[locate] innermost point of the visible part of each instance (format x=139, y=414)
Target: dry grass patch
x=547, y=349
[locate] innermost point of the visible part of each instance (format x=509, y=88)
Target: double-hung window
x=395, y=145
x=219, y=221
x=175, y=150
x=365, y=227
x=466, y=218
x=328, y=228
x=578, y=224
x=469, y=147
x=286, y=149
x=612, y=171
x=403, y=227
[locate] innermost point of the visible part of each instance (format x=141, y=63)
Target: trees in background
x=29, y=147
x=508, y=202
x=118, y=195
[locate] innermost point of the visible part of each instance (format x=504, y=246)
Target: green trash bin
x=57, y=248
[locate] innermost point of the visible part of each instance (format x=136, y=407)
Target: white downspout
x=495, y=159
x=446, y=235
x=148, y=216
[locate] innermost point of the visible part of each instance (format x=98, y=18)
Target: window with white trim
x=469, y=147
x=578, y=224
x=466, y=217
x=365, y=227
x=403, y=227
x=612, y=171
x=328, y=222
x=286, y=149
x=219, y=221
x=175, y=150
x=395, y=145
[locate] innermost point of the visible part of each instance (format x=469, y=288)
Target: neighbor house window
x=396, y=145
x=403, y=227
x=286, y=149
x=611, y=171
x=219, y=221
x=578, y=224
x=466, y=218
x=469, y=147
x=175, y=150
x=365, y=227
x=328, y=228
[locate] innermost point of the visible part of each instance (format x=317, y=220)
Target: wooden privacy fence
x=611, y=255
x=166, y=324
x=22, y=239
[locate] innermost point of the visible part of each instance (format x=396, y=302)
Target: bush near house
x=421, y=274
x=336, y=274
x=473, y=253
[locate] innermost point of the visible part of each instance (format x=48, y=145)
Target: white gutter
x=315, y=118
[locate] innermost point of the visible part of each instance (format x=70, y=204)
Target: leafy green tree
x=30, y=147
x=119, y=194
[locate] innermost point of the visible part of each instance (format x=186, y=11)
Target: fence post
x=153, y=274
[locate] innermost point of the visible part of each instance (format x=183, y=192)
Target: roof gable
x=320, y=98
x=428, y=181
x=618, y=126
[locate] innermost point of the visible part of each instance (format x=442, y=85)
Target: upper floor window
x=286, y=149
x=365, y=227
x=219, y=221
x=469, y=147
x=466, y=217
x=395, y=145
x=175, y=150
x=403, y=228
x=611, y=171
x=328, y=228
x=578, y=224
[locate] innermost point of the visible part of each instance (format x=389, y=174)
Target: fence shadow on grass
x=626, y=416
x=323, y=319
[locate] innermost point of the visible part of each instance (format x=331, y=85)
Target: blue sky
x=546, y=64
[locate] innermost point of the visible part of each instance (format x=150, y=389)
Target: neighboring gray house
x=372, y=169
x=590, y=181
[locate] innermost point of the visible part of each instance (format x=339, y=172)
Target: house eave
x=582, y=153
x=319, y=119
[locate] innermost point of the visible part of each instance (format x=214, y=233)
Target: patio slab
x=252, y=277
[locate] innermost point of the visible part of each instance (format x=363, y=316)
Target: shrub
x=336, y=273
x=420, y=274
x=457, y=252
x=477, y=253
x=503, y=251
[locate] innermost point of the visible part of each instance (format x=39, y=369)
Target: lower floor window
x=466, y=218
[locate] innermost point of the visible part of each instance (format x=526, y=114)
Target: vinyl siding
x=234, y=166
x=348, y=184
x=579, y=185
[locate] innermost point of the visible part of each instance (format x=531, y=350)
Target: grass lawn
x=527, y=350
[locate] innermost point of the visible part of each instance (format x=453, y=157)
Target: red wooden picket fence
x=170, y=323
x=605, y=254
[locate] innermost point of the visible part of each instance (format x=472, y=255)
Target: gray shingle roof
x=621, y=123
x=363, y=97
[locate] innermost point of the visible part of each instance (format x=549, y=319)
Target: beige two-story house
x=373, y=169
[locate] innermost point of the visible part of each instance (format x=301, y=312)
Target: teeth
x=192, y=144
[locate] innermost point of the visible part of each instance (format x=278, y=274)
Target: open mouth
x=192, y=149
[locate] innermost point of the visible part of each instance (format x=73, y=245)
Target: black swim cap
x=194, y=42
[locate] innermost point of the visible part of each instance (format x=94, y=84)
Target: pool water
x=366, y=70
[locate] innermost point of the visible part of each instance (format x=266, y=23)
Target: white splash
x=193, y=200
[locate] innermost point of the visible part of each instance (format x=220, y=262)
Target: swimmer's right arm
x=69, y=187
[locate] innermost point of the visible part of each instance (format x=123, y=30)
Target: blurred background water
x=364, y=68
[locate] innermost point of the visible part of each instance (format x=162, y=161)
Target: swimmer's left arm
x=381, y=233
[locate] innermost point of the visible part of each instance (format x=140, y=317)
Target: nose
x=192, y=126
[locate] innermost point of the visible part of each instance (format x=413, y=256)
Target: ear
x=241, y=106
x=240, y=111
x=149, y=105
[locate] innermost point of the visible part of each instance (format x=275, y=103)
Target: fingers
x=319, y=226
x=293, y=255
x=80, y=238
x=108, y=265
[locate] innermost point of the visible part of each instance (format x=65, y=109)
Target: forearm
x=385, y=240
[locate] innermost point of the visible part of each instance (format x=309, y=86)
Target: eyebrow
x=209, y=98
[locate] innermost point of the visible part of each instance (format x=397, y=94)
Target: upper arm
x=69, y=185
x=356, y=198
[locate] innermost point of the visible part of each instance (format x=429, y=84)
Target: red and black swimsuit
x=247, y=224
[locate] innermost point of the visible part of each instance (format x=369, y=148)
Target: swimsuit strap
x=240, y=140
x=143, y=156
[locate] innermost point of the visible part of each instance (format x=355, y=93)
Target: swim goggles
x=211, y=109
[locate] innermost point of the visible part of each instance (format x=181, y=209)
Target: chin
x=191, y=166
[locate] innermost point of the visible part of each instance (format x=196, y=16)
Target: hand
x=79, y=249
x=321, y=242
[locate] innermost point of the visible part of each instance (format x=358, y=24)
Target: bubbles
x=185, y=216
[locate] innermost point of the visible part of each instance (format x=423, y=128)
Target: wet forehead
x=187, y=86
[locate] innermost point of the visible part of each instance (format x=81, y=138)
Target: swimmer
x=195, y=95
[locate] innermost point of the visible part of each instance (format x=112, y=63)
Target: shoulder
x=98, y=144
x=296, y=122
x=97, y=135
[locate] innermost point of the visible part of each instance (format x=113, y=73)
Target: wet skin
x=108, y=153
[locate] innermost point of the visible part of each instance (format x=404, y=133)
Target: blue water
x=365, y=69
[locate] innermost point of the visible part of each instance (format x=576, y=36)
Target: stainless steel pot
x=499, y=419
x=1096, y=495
-*-
• **PROBLEM**
Reproduce all of the data above, substituting "central point" for every occurrence of "innermost point" and leaving everything else unchanged.

• **SOLUTION**
[locate] central point of the visible part of each instance (format x=139, y=414)
Target: dry grass patch
x=547, y=349
[locate] central point of the visible part of each instance (format x=509, y=88)
Target: double-hung window
x=395, y=145
x=219, y=221
x=175, y=150
x=365, y=227
x=466, y=218
x=328, y=228
x=578, y=224
x=469, y=147
x=286, y=149
x=612, y=171
x=403, y=227
[locate] central point of the visible part of each instance (format x=141, y=63)
Target: trees in background
x=29, y=147
x=508, y=202
x=118, y=195
[locate] central point of the visible part of each instance (format x=504, y=246)
Target: green trash bin
x=57, y=248
[locate] central point of the visible part of each instance (format x=136, y=407)
Target: white downspout
x=495, y=159
x=446, y=235
x=148, y=216
[locate] central point of the visible part of each instance (format x=98, y=18)
Target: window with white trim
x=469, y=147
x=578, y=224
x=466, y=217
x=365, y=227
x=403, y=227
x=612, y=171
x=328, y=222
x=286, y=149
x=219, y=221
x=175, y=150
x=395, y=145
[locate] central point of the visible part of each instance (format x=469, y=288)
Target: neighbor house window
x=396, y=145
x=403, y=227
x=286, y=149
x=611, y=171
x=219, y=221
x=578, y=224
x=466, y=218
x=469, y=147
x=175, y=150
x=365, y=227
x=328, y=228
[locate] central point of the visible part of each instance (format x=317, y=220)
Target: wooden privacy fence
x=611, y=255
x=166, y=324
x=22, y=239
[locate] central point of the visible part of each instance (format x=396, y=302)
Target: bush near house
x=421, y=274
x=336, y=274
x=473, y=253
[locate] central point of the visible part of each instance (format x=48, y=145)
Target: white gutter
x=315, y=118
[locate] central point of the visible part of each instance (format x=70, y=204)
Target: leafy green tree
x=30, y=147
x=119, y=194
[locate] central point of the visible part of each instance (format x=186, y=11)
Target: fence post
x=153, y=274
[locate] central point of the visible part of each instance (format x=183, y=192)
Target: roof gable
x=320, y=98
x=428, y=181
x=618, y=126
[locate] central point of the visible part of each instance (format x=442, y=85)
Target: upper floor window
x=286, y=149
x=365, y=227
x=219, y=221
x=469, y=147
x=466, y=217
x=395, y=145
x=175, y=150
x=403, y=228
x=611, y=171
x=328, y=228
x=578, y=224
[locate] central point of the visible part of each instance (format x=389, y=174)
Target: fence shadow on grass
x=626, y=416
x=323, y=319
[locate] central point of the visible part of each instance (format x=331, y=85)
Target: blue sky
x=546, y=64
[locate] central point of the visible part of each instance (format x=150, y=389)
Target: neighboring gray house
x=372, y=169
x=590, y=181
[locate] central point of the visible part of each instance (format x=339, y=172)
Target: house eave
x=582, y=153
x=319, y=119
[locate] central point of the visible part of each instance (format x=214, y=233)
Target: patio slab
x=252, y=277
[locate] central point of the visible part of each instance (format x=363, y=316)
Target: shrub
x=336, y=273
x=420, y=274
x=457, y=252
x=477, y=253
x=503, y=251
[locate] central point of the visible part of each instance (format x=39, y=369)
Target: lower floor window
x=466, y=218
[locate] central point of the visible part of each instance (format x=526, y=114)
Target: vinyl siding
x=234, y=166
x=348, y=184
x=579, y=185
[locate] central point of the visible part of each instance (format x=531, y=350)
Target: grass lawn
x=527, y=350
[locate] central point of the visible part of each instance (format x=453, y=157)
Target: red wooden picket fence
x=170, y=323
x=605, y=254
[locate] central point of the visible part of each instance (format x=472, y=255)
Target: gray shingle roof
x=621, y=123
x=363, y=97
[locate] central point of the visible part of each instance (format x=549, y=319)
Target: beige two-story house
x=373, y=169
[locate] central point of the visible part of each instance (format x=301, y=312)
Target: teeth
x=192, y=144
[locate] central point of the visible part of each instance (format x=278, y=274)
Target: open mouth
x=192, y=149
[locate] central point of the visible part of each instance (format x=73, y=245)
Target: black swim cap
x=194, y=42
[locate] central point of the visible part of each instance (format x=94, y=84)
Target: pool water
x=366, y=70
[locate] central point of the visible part of each instance (format x=266, y=23)
Target: white splash
x=193, y=200
[locate] central point of the visible part of each instance (format x=220, y=262)
Target: swimmer's right arm
x=69, y=187
[locate] central point of the visible part of each instance (format x=123, y=30)
Target: blurred background water
x=364, y=68
[locate] central point of the visible part of each instance (format x=162, y=161)
Target: swimmer's left arm
x=381, y=233
[locate] central point of the visible part of each instance (format x=140, y=317)
Target: nose
x=192, y=126
[locate] central point of the visible part of each instance (format x=413, y=256)
Target: ear
x=241, y=106
x=240, y=111
x=149, y=105
[locate] central point of the visible part of each instance (format x=275, y=103)
Target: fingers
x=319, y=226
x=293, y=255
x=80, y=238
x=108, y=265
[locate] central point of the visible part of each instance (format x=65, y=109)
Target: forearm
x=385, y=240
[locate] central point of the visible part of each instance (format x=309, y=86)
Target: eyebrow
x=209, y=98
[locate] central point of the visible part of each instance (format x=397, y=94)
Target: upper arm
x=69, y=185
x=356, y=198
[locate] central point of the visible part of each instance (format x=429, y=84)
Target: red and black swimsuit
x=247, y=224
[locate] central point of the visible part of each instance (format x=369, y=148)
Target: swimsuit strap
x=240, y=140
x=143, y=156
[locate] central point of the visible part of each instance (format x=355, y=93)
Target: swim goggles
x=211, y=109
[locate] central point of the visible part of each instance (format x=181, y=209)
Target: chin
x=191, y=166
[locate] central point of the visible part of each instance (format x=196, y=16)
Target: hand
x=79, y=249
x=321, y=242
[locate] central point of the visible part of each instance (format x=358, y=24)
Target: bubbles
x=185, y=216
[locate] central point of the visible part of each instance (format x=423, y=128)
Target: wet forehead
x=187, y=86
[locate] central point of the visible part of each instance (format x=81, y=138)
Target: swimmer
x=195, y=95
[locate] central point of the visible part of each instance (format x=112, y=63)
Target: shoulder
x=98, y=144
x=296, y=122
x=97, y=135
[locate] central point of the visible part of each instance (format x=113, y=73)
Target: wet skin
x=108, y=153
[locate] central point of the visible part of each instance (format x=404, y=133)
Target: blue water
x=365, y=69
[locate] central point of the visible part of each instance (format x=576, y=36)
Target: stainless steel pot
x=499, y=419
x=1096, y=495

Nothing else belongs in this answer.